Pointing dataset excerpts
┄┄┄┄┄┄┄┄┄┄┄┄┄┄┄┄┄┄┄┄

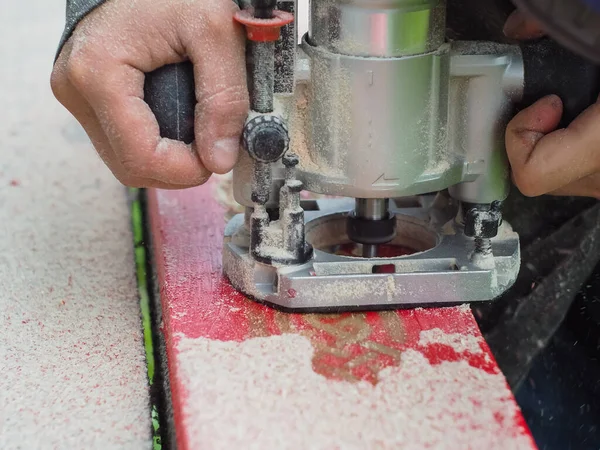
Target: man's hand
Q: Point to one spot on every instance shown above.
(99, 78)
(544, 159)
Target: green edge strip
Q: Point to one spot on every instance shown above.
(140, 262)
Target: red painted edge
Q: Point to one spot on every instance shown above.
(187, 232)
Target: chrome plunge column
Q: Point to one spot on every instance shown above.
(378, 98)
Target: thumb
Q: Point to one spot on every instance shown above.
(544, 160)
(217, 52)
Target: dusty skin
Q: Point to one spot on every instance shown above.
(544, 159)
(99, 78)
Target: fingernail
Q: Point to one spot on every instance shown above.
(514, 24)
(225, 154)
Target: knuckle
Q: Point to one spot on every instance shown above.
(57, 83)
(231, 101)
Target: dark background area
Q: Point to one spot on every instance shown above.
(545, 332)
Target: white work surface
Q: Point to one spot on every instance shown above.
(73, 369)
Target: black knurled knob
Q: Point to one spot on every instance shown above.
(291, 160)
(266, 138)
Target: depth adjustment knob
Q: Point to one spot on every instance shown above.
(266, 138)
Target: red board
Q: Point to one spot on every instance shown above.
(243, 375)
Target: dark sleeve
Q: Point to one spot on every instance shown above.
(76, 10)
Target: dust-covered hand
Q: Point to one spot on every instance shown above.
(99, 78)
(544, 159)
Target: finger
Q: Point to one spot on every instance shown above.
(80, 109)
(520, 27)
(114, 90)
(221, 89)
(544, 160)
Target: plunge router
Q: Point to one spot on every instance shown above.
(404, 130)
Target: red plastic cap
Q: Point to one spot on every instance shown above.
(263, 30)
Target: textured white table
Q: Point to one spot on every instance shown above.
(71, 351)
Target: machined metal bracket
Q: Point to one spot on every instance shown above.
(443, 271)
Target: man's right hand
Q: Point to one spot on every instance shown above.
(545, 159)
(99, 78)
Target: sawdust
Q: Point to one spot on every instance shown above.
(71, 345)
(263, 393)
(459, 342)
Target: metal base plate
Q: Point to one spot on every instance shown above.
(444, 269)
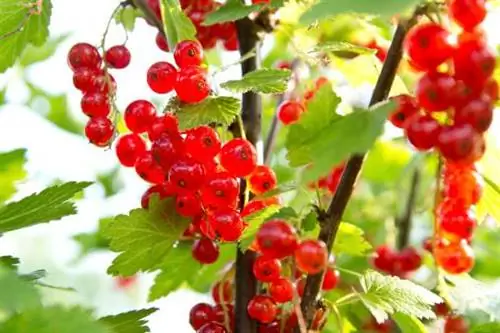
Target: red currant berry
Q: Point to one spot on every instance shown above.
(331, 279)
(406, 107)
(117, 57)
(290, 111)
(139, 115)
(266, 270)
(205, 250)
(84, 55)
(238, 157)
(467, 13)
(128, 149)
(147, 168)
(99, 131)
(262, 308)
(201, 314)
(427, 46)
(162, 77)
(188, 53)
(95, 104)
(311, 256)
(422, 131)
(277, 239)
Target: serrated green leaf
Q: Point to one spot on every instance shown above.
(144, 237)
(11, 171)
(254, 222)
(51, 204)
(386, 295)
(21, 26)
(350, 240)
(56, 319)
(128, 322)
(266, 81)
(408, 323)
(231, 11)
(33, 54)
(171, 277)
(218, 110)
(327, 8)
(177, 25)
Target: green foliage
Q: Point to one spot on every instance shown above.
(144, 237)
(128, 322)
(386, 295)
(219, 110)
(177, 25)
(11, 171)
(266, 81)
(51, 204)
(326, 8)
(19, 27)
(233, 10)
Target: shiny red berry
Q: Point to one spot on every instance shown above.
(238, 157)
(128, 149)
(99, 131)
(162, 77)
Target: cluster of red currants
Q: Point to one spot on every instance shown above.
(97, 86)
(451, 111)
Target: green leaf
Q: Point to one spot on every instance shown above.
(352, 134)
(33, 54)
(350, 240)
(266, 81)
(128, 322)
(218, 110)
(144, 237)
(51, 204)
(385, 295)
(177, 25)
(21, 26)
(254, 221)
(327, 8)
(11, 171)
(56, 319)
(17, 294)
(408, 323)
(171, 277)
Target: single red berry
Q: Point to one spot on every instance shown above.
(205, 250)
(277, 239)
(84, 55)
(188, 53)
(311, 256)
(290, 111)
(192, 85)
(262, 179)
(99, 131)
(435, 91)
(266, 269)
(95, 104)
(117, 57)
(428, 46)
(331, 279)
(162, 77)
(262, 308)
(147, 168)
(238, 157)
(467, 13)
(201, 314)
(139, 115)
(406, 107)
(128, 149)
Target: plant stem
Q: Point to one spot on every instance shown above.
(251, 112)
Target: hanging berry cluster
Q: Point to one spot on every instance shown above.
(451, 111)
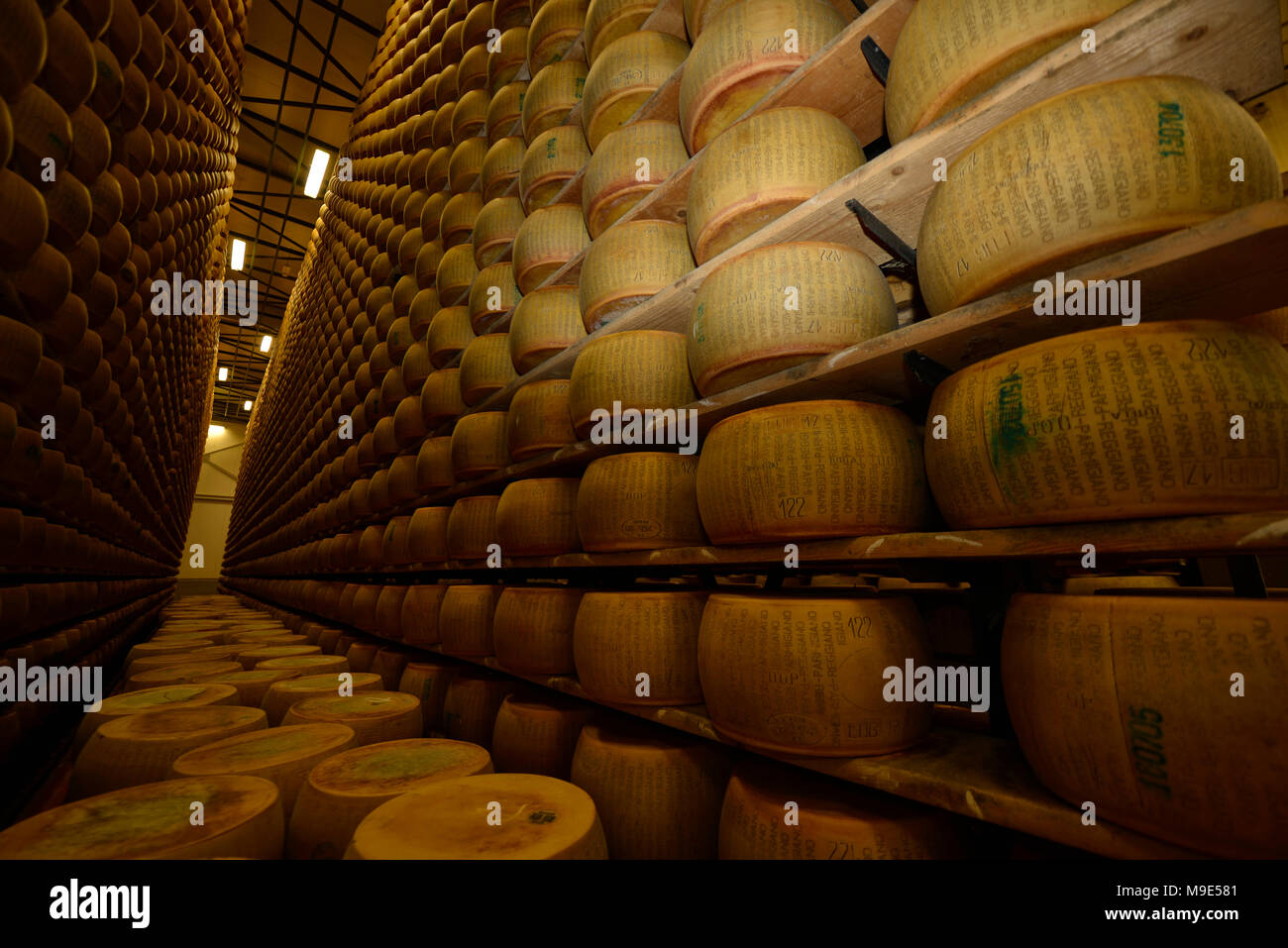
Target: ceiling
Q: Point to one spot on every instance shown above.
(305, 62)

┄┄┄┄┄┄┄┄┄┄┄┄┄┄┄┄┄┄┄┄

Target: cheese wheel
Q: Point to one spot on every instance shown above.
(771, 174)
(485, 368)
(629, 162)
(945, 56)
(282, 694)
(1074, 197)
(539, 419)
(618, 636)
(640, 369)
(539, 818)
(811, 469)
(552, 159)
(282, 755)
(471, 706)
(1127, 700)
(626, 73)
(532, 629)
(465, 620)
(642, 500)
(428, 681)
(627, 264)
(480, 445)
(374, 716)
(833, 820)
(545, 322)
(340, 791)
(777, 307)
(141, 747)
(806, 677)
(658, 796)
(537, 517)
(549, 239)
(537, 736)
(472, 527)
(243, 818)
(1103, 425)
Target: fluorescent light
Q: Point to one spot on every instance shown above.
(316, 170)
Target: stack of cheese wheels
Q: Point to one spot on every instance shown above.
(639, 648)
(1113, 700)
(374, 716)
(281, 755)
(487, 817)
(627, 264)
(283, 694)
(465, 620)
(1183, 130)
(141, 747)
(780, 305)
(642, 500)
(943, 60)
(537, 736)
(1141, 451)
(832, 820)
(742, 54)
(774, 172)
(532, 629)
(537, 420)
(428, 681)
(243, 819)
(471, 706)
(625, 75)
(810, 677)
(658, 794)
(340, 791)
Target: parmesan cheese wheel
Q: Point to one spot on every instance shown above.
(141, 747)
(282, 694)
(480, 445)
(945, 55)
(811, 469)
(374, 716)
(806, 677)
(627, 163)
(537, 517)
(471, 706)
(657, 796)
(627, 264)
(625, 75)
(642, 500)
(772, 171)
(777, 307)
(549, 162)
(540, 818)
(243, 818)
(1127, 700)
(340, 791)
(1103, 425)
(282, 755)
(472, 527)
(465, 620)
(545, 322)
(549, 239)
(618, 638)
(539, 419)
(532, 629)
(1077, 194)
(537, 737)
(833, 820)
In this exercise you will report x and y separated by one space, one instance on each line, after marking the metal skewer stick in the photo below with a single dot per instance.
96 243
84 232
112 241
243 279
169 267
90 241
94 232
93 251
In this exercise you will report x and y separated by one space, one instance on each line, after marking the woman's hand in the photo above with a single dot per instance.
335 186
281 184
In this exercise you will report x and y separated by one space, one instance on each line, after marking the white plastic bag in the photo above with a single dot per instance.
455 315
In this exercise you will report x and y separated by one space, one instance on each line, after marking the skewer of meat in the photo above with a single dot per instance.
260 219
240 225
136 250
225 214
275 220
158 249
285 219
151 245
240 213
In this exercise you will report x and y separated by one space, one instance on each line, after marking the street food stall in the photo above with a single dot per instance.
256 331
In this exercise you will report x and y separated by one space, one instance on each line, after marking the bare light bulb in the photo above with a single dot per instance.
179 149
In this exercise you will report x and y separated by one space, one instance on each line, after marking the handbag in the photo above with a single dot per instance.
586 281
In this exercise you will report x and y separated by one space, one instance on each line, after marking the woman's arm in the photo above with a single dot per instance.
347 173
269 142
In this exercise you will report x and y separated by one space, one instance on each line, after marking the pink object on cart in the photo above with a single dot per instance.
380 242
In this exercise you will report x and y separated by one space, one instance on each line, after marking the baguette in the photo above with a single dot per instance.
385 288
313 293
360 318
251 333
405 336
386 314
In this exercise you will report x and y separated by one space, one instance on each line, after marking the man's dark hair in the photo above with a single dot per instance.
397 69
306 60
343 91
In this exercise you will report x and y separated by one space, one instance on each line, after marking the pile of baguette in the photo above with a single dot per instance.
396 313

┄┄┄┄┄┄┄┄┄┄┄┄┄┄┄┄┄┄┄┄

WRITTEN PROBLEM
Report every line of the data that contains the string "metal", copying each line in full. Case counts.

RESULT OF THIS EXERCISE
Target: machined metal bracket
Target: metal base plate
In this exercise you will report x and y separated by one space, one instance on each line, after marking the metal skewer stick in the photo below with a single dot per instance.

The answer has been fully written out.